INSTRUCTION – Find "locate bare patch" in the data below; transcribe the line it appears on and each line after it, exactly, to the end, and nothing else.

======== SOURCE MATERIAL

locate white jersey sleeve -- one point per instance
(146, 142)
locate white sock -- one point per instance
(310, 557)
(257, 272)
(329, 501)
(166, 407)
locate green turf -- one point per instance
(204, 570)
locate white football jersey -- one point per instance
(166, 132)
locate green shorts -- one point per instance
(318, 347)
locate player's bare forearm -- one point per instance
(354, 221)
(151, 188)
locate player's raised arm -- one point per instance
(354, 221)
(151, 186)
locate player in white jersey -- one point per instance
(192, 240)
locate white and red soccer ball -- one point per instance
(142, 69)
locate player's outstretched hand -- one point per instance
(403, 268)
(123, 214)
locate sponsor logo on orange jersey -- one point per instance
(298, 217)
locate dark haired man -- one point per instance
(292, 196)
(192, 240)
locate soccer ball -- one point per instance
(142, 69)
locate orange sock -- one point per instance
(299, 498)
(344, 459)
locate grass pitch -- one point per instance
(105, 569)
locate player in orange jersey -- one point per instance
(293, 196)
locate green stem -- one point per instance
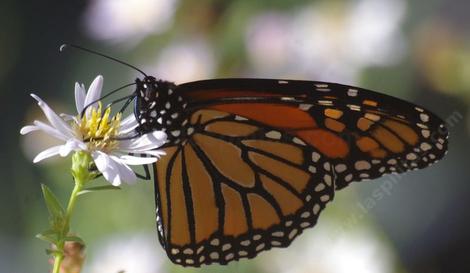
(59, 257)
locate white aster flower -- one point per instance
(98, 134)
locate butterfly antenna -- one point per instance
(64, 46)
(107, 95)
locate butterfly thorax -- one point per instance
(158, 106)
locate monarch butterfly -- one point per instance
(251, 163)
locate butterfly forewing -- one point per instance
(365, 134)
(253, 162)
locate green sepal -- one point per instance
(81, 163)
(50, 236)
(54, 252)
(75, 239)
(56, 211)
(98, 188)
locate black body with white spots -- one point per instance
(157, 106)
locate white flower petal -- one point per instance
(94, 93)
(128, 125)
(28, 129)
(50, 130)
(72, 145)
(155, 153)
(126, 174)
(137, 160)
(47, 153)
(145, 142)
(80, 95)
(53, 118)
(68, 117)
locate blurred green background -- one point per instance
(415, 50)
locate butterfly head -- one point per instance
(157, 105)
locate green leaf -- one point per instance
(98, 188)
(53, 205)
(74, 239)
(48, 236)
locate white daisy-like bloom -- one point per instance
(99, 134)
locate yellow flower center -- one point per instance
(99, 131)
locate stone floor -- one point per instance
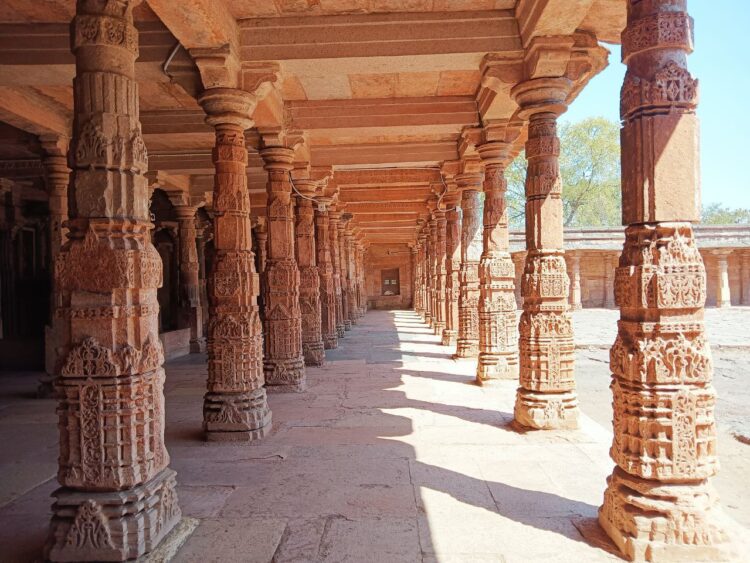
(393, 454)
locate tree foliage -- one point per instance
(590, 170)
(718, 214)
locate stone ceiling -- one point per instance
(399, 85)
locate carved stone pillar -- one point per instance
(117, 499)
(438, 321)
(546, 397)
(57, 176)
(723, 293)
(235, 406)
(659, 504)
(325, 271)
(351, 292)
(283, 363)
(309, 290)
(343, 266)
(467, 343)
(609, 281)
(452, 269)
(429, 272)
(574, 269)
(498, 333)
(335, 218)
(261, 243)
(191, 314)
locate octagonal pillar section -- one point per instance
(283, 364)
(659, 504)
(452, 269)
(467, 342)
(309, 291)
(498, 333)
(117, 499)
(546, 397)
(235, 406)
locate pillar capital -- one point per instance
(228, 106)
(542, 95)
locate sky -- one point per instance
(721, 62)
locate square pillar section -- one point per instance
(309, 290)
(467, 343)
(117, 498)
(659, 504)
(283, 364)
(546, 397)
(235, 406)
(498, 331)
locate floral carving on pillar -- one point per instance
(546, 397)
(452, 269)
(344, 273)
(659, 503)
(309, 290)
(113, 464)
(335, 247)
(235, 406)
(283, 363)
(438, 322)
(498, 333)
(325, 271)
(190, 305)
(467, 342)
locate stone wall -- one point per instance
(386, 257)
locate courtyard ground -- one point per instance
(393, 454)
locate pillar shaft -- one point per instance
(325, 271)
(235, 406)
(191, 314)
(309, 296)
(117, 499)
(574, 269)
(283, 363)
(343, 267)
(498, 333)
(659, 504)
(546, 396)
(335, 217)
(467, 343)
(351, 280)
(452, 269)
(438, 321)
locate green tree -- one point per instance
(590, 170)
(718, 214)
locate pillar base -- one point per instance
(495, 367)
(236, 417)
(546, 411)
(655, 521)
(314, 353)
(112, 526)
(285, 376)
(466, 348)
(198, 346)
(449, 337)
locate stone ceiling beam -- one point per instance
(31, 111)
(377, 35)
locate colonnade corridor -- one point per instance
(392, 454)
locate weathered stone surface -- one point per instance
(283, 363)
(117, 498)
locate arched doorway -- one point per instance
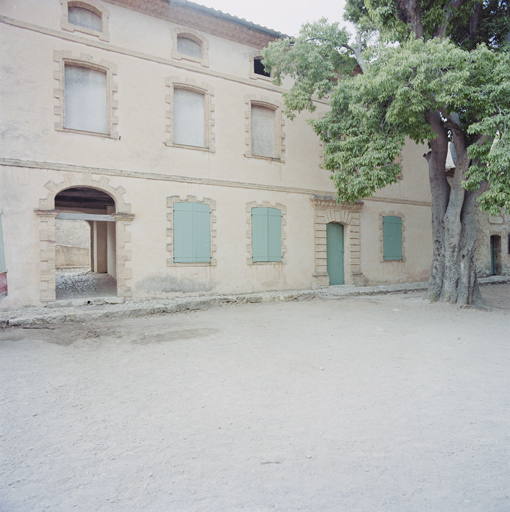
(335, 252)
(495, 255)
(81, 271)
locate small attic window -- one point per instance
(258, 67)
(85, 18)
(189, 47)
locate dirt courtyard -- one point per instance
(383, 403)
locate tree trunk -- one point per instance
(454, 226)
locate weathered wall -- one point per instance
(142, 168)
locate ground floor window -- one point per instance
(192, 233)
(392, 238)
(266, 225)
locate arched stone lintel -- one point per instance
(47, 215)
(77, 180)
(328, 210)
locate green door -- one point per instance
(493, 263)
(335, 252)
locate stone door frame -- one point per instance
(47, 216)
(327, 210)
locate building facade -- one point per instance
(156, 124)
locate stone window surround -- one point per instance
(91, 5)
(63, 58)
(47, 216)
(172, 83)
(194, 36)
(279, 129)
(265, 204)
(327, 210)
(253, 75)
(170, 231)
(381, 236)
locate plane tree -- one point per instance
(434, 72)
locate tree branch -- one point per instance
(356, 50)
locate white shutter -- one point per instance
(85, 99)
(189, 121)
(262, 131)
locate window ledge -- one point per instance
(69, 27)
(114, 136)
(172, 263)
(267, 158)
(185, 146)
(250, 262)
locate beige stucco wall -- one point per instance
(142, 171)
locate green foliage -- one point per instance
(372, 114)
(314, 60)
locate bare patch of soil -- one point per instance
(359, 404)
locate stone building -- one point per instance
(156, 124)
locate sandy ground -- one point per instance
(385, 403)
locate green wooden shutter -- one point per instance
(201, 233)
(2, 255)
(3, 269)
(192, 233)
(266, 234)
(274, 234)
(392, 238)
(183, 232)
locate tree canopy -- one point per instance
(435, 71)
(372, 113)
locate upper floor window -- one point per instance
(85, 99)
(84, 18)
(190, 46)
(85, 94)
(262, 131)
(189, 112)
(264, 128)
(258, 67)
(89, 17)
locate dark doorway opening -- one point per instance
(85, 248)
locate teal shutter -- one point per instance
(2, 255)
(3, 269)
(192, 233)
(392, 238)
(266, 234)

================

FULL OUTPUT –
locate bare patch of soil -- one point per instance
(359, 404)
locate stone building -- one point per instance
(156, 124)
locate sandy ground -- one point per instance
(385, 403)
locate green wooden shutter -- one point per instance
(201, 233)
(2, 255)
(3, 269)
(192, 233)
(266, 234)
(274, 234)
(392, 238)
(183, 232)
locate tree canopy -- one point per instance
(435, 71)
(372, 113)
locate upper floor window -- one point per instance
(85, 99)
(84, 18)
(190, 46)
(85, 94)
(262, 131)
(189, 112)
(264, 128)
(258, 67)
(89, 17)
locate dark doorway opening -- one point per instance
(85, 248)
locate teal shutter -- one point per instance
(2, 255)
(3, 269)
(192, 233)
(392, 238)
(266, 234)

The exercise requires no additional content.